## Start Information provided

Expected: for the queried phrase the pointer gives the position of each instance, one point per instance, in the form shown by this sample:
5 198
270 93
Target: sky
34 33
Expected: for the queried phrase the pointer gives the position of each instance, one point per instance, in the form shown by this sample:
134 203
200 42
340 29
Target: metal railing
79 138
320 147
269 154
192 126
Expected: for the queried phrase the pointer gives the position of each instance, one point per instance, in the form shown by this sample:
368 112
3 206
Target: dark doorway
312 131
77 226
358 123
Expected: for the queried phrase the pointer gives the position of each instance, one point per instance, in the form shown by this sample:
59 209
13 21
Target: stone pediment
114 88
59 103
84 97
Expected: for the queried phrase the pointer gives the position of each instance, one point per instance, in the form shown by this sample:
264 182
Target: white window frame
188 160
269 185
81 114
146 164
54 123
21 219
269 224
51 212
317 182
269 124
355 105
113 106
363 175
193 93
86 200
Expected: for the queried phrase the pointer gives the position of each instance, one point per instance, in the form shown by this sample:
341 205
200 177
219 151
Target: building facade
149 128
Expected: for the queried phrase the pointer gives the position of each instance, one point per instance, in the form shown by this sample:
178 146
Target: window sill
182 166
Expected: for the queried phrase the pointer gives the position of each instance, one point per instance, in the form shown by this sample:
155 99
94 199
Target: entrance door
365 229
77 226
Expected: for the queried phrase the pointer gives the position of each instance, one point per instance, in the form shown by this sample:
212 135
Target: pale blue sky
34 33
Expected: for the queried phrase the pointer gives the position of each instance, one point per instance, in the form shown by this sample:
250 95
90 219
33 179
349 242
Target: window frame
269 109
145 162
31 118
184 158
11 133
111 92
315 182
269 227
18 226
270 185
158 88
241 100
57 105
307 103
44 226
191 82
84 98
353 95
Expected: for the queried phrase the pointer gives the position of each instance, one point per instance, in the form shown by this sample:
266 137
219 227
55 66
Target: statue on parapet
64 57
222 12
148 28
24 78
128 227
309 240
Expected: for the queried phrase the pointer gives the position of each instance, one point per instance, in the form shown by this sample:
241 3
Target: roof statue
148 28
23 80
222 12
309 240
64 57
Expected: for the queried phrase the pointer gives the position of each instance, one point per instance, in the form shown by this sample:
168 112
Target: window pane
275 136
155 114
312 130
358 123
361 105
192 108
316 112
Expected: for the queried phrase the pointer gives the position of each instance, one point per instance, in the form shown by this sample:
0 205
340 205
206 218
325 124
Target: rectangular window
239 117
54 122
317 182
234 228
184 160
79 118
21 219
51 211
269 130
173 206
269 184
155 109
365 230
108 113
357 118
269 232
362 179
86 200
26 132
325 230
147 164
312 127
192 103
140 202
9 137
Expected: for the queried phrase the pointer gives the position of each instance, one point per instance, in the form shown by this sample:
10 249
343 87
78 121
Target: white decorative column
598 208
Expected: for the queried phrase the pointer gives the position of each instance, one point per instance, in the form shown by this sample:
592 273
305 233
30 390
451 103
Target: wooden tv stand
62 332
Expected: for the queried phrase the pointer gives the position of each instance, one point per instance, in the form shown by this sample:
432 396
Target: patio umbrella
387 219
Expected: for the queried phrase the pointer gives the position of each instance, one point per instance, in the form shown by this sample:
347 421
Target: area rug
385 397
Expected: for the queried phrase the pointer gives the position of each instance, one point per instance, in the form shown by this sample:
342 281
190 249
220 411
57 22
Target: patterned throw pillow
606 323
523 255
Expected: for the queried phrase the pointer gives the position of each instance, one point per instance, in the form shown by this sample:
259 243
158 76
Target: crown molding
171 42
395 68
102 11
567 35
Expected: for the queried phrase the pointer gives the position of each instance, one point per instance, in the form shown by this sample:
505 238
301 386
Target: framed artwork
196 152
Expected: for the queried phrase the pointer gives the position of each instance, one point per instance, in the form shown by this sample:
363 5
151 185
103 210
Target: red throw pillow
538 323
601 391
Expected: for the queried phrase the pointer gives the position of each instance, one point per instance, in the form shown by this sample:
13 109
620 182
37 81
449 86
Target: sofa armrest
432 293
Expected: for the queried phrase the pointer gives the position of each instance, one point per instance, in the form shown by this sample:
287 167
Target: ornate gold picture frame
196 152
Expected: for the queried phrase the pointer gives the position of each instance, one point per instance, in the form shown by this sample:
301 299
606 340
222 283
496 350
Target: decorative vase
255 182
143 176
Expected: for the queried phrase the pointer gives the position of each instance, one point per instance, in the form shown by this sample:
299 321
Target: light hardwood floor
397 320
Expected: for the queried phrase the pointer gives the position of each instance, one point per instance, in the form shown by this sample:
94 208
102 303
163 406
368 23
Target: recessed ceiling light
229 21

## End Information provided

*Task brief*: Write out the records shown above, exactly as they appear.

*The answer*:
Expected: for the queried phrase the pointer gives the position of each instance, one point per instance, in the form shown by this sample:
5 198
270 93
Target: sky
34 33
Expected: for the queried phrase the pointer gives the position of each instance, one point per instance, in the form shown by this sample:
134 203
200 42
340 29
Target: metal railing
79 138
320 147
269 154
192 126
Expected: for the queried phrase the pointer gives the position of each instance, one point per instance, in the form shown by this sample:
368 112
3 206
Target: dark doorway
312 131
77 226
358 123
Expected: for the queried phrase the pointer gives the position of each instance, one point per instance, in the form shown by this sample:
59 209
13 21
Target: stone pediment
114 88
59 103
84 97
Expected: for the queried phrase the pointer gives the position of each instance, one point per instance, in the form shown by this sample:
264 182
Target: white window frame
188 160
269 185
81 114
146 164
54 123
21 219
269 224
51 212
317 182
269 124
355 105
113 106
363 175
193 93
86 200
Expected: for the queried phrase the pointer gives the position of each instance, one point per instance, in the form shown by this sample:
341 205
200 177
219 151
Target: building facade
149 128
Expected: for the queried phrase the pointer gives the position of each instance, one point per instance, in the form shown by this sample:
178 146
Target: window sill
182 166
Expected: for the queried phrase the pointer gives the position of each instance, one point per instance, in the form shown by this sample:
155 99
94 199
Target: entrance door
365 229
77 226
Expected: for the queried phrase the pointer gives the position of each instance, one point per instance, in the form shown by this sample:
212 135
Target: pale blue sky
34 33
Expected: for the queried phrase the pointer gives the position of each instance, one point per instance, in the form shown by this sample:
250 95
90 219
33 179
349 242
Target: window frame
269 109
145 162
31 118
184 158
11 133
111 92
315 182
269 227
18 226
270 185
158 88
241 100
57 105
307 103
44 226
191 82
84 98
353 95
Expected: for the queried phrase the pointer gives the position of each instance, one point per instance, in the form shown by this sample:
266 137
219 227
55 66
Target: statue on parapet
64 57
222 12
148 28
24 78
128 227
309 240
Expected: for the queried phrase the pointer gives the position of each instance, one point per instance, in the form shown by this sample:
241 3
Target: roof statue
148 28
23 80
222 12
309 240
64 57
Expected: for the queried phrase the pointer gives the position of each instance, one point per instance, in the form shown by this sample:
168 112
Target: window pane
275 136
155 114
312 130
358 123
361 105
192 108
316 112
Expected: for the queried phrase the pointer gives the position of each instance, one point per instance, in the form shown by this sample:
0 205
340 205
206 218
325 124
Target: rectangular window
239 117
54 122
317 182
234 228
184 160
79 118
21 219
51 211
269 130
173 206
269 184
155 109
365 230
108 113
357 118
269 232
362 179
86 200
26 132
325 230
147 164
312 127
192 103
140 202
9 137
Expected: for the queried phrase the pointer gives the position of each instance, one point per instance, in the form shown by this sample:
10 249
343 87
78 121
Target: white decorative column
598 208
Expected: for the queried phrase the pointer gives the position of each instance, one point per instance, in the form shown by this sample:
592 273
305 233
30 390
451 103
Target: wooden tv stand
62 332
Expected: for the queried phrase the pointer gives the position of each instance, one point per instance, in the form shown by this sample:
432 396
Target: patio umbrella
387 219
Expected: for the queried phrase the pointer gives the position of each instance, one point per instance, in the form shown by this sample:
347 421
Target: area rug
385 397
Expected: for the queried phrase the pointer gives the position of each instance, one point per instance, in the form shown by this sample:
342 281
190 249
220 411
57 22
Target: patterned throw pillow
606 323
523 255
Expected: for the queried phrase the pointer gives the position of each instance, one point per instance, in the form shown by this sample:
259 243
158 76
Target: crown molding
171 42
395 68
102 11
567 35
Expected: for the queried phrase the pointer gives the position of each instance, one point per instance, in the form shown by this sample:
505 238
301 386
Target: framed artwork
196 152
Expected: for the queried phrase the pointer gives the position of each instance, one point per instance, in the form shown by this sample:
363 5
151 185
103 210
Target: red throw pillow
538 323
601 391
Expected: for the queried phrase the pointer gives the position of each instance, one point per instance, in the form shown by this sample:
13 109
620 182
37 81
449 86
Target: sofa armrest
432 293
Expected: for the queried phrase the pointer gives the position of each instance, one point per instance, in the form shown by this sample:
287 167
Target: ornate gold picture frame
196 152
Expected: for the queried phrase the pointer gives the position of each instance, one point per instance, in the form shown by this sample:
301 299
606 340
222 283
496 350
Target: decorative vase
255 182
143 176
Expected: for the queried phrase the pointer gives the position of each instance, one point per instance, in the form shown by this sample:
299 321
Target: light hardwood floor
397 320
Expected: for the queried phrase the pointer gives the position of each instance, one point per instance, in the form shown by this sample:
94 208
102 303
163 406
368 23
Target: recessed ceiling light
229 21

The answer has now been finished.